PROBLEM STATEMENT – Extend the reader comments about Bengal and Calcutta below, picking up right after their final sentence.

SOURCE –
*-*-*

People is starving to death, politicians are completely corrupted,
no law and order in the country and the population is getting poorer.
Specially in Bengal (Calcutta), where we can find the poorest people of the world, where we can find most corrupted politicians of the world (both left and right politicians).
Bengal needs a miracle to survive, may god bless you.
THE CITY WITH A HEART!
It is not true that Calcutta (Kolkata) was a purely British invention. Kolkata has a long and proud history as a sea port and a business hub.
About 80% of India is poor. Others go to absurd lengths to hide poverty but Bengalis acknowledge it try to eradicate it. Calcutta streets are full of migrants from Bihar and Bangladesh but there is no Shivsena-like movement to discriminate against them.
I am from Bengal but worked in other parts of INDIA. I have never seen the level of laziness and political mind of people compared to Bengal elsewhere in the country. They will neither move nor allow others to move. Bengalis have never been industrious historically and now also they just look for a quick job, eat well and live a selfish life.
Being a Bengali I feel ashamed of the situation in Bengal. I wish the new generation with English education and awareness becomes more entrepreneural and work hard to change the status quo.

*-*-*

PROVIDED MATERIAL –

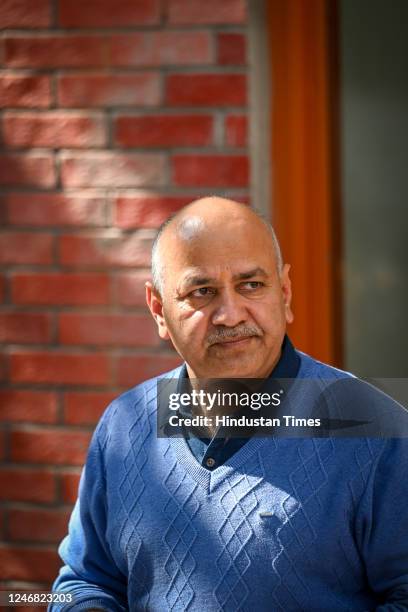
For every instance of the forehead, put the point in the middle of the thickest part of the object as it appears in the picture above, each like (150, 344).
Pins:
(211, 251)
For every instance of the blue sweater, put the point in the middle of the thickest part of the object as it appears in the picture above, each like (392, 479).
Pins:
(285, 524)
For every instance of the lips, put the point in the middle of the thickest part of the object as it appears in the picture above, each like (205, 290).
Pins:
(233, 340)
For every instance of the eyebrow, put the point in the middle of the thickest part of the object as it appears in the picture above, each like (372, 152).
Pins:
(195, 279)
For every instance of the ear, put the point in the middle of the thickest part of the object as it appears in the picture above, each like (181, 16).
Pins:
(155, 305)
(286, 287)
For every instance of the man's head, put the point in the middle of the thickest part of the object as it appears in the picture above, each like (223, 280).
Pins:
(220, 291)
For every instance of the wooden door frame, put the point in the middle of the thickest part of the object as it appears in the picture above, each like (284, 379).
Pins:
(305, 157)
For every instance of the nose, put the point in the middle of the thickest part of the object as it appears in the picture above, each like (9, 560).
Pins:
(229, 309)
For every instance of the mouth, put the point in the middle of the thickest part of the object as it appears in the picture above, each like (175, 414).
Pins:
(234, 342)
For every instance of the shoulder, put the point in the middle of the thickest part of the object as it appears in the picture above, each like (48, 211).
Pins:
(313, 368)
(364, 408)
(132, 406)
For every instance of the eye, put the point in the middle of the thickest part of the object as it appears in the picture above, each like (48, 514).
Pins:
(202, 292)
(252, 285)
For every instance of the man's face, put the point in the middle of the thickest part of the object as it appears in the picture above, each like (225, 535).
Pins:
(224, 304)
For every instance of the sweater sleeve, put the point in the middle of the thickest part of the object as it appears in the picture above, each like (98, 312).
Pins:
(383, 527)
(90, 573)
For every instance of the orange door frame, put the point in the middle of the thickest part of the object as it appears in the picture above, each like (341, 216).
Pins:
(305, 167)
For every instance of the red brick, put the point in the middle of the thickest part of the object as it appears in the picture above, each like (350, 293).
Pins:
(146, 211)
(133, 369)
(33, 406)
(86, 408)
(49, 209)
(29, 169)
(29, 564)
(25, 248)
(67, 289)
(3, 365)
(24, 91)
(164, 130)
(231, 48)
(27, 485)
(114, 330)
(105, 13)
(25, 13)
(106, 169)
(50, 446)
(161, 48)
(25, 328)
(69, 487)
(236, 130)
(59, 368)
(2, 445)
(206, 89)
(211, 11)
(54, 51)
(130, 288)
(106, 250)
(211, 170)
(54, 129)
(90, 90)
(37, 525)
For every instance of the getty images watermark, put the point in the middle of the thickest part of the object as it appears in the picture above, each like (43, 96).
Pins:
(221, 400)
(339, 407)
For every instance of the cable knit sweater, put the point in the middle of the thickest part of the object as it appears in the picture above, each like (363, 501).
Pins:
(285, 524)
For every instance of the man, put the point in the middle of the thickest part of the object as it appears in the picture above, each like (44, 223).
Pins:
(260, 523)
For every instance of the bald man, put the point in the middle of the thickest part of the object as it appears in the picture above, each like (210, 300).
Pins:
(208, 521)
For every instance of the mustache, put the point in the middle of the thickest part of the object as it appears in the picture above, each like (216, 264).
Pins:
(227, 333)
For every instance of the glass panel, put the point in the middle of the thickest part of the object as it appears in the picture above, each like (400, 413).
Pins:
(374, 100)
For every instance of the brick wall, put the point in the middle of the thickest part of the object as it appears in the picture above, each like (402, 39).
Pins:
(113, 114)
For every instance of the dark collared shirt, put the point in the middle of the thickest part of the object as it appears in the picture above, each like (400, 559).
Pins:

*-*-*

RESULT BELOW –
The crown of jewel of the British Raj has been and is being made to walk backwards thanks to the regimental party ruling and plundering the city and th State since 1977. Regardless of who comes to power next and when, it would require a uphill task to un-do what they have “done”. It’s a dying city, and is driven by emotion and not being pragmatic. Once it was “what Bengal thinks today, India thinks tomorrow”, and now it’s more like “what India thinks today, Bengal can’t even think at all”.
Come-on Guys – give the city a break – no other place on earth has taken the body blows and yet it remains graceful. Calcutta will be great again – simply because it is the only cultural capital in India – concerts, galleries, book-readings – and one of the culinary capitals of the world. It needs to gain status as a ‘world heritage site’ and you need to talk-up its architecture and attractions and stop repeating the slander. From an American friend.
Kolkata has a spirit of its own. You ought to roam the streets to understand the city in its entirety. I am from Kokata and I have lived in many cities over the last decade. The author is absolutely right – the poor are allowed to coexist and the reason I think is the long history of communism in the state. It is for this reason that I have admired communism.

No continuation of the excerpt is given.